**Tarea asignada A**
Según el ensayo sobre la posverdad, ¿qué alimenta el algoritmo?

Ensayo sobre la era del simulacro y la política de la posverdad
Durante siglos, la verdad fue el horizonte del pensamiento y la base de la convivencia. Hoy, se ha vuelto un estorbo. Lo que manda es la narrativa: la capacidad de imponer una versión convincente, no de demostrar un hecho. El sujeto contemporáneo ya no dice “pienso, luego existo”, sino “miento, luego existo”. Mentir no es sólo falsear: es producir realidad simbólica en un mundo donde la existencia depende de la visibilidad.
Las redes sociales han convertido la vida en una arena de exposición permanente. Cada individuo es su propio publicista. La autenticidad ya no se mide por la verdad, sino por la capacidad de mantener la atención. Así, la mentira deja de ser excepción moral para convertirse en mecanismo de supervivencia.
La posverdad no es el triunfo de la mentira sobre la verdad; es la fusión de ambas en una atmósfera donde ya nadie distingue. El algoritmo alimenta lo que emociona, no lo que informa. El cerebro, saturado, se refugia en lo que confirma su identidad. En este ambiente, la manipulación no necesita censurar: sólo debe inyectar emoción y repetir.
El sujeto posmoderno vive dentro de una jaula de hierro como la que advirtió Weber, pero ahora hecha de estímulos. La racionalidad instrumental ya no produce burocracia, sino flujo constante de dopamina digital. La obediencia no se exige: se desea. Nadie manda a mentir; todos mentimos porque el sistema recompensa la ficción más atractiva.

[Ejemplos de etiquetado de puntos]
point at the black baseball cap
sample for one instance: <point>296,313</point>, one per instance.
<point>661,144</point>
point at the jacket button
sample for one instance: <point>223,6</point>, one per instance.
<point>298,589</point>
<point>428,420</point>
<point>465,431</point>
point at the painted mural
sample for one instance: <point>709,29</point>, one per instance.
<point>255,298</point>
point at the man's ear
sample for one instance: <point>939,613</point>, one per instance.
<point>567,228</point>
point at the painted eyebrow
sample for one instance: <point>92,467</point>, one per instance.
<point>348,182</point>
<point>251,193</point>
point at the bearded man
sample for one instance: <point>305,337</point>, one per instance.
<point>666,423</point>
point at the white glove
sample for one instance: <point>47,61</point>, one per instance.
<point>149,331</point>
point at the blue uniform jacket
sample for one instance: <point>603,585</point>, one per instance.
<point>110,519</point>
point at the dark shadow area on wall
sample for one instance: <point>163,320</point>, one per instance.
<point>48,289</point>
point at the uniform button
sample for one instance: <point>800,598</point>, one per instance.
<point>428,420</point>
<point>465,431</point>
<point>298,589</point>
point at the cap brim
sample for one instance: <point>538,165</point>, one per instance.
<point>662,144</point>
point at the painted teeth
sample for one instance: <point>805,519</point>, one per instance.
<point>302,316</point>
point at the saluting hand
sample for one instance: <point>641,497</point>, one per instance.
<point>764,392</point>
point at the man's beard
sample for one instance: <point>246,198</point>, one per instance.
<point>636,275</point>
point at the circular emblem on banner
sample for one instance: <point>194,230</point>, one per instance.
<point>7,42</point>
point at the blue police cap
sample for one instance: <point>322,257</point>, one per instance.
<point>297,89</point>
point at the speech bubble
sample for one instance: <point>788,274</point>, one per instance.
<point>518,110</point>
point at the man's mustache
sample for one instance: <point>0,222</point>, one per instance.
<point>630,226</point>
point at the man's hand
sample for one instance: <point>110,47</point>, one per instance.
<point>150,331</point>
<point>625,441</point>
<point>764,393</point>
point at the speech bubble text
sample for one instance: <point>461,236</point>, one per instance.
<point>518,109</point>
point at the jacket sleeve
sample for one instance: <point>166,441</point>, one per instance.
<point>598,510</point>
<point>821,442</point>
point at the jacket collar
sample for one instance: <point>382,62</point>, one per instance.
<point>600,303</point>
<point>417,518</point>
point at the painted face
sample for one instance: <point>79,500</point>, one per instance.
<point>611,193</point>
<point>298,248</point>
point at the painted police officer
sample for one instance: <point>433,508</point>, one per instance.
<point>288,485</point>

**Tarea asignada B**
Por favor, reproduce textualmente las filas, comenzando por la línea que contiene "point at the dark shadow area on wall" y siguiendo hasta la línea que contiene "<point>636,275</point>", ambas incluidas.

**Salida esperada A**
Lo que emociona, no lo que informa.

**Salida esperada B**
point at the dark shadow area on wall
sample for one instance: <point>163,320</point>, one per instance.
<point>48,289</point>
point at the uniform button
sample for one instance: <point>800,598</point>, one per instance.
<point>428,420</point>
<point>465,431</point>
<point>298,589</point>
point at the cap brim
sample for one instance: <point>538,165</point>, one per instance.
<point>662,144</point>
point at the painted teeth
sample for one instance: <point>805,519</point>, one per instance.
<point>302,316</point>
point at the saluting hand
sample for one instance: <point>641,497</point>, one per instance.
<point>764,392</point>
point at the man's beard
sample for one instance: <point>246,198</point>, one per instance.
<point>636,275</point>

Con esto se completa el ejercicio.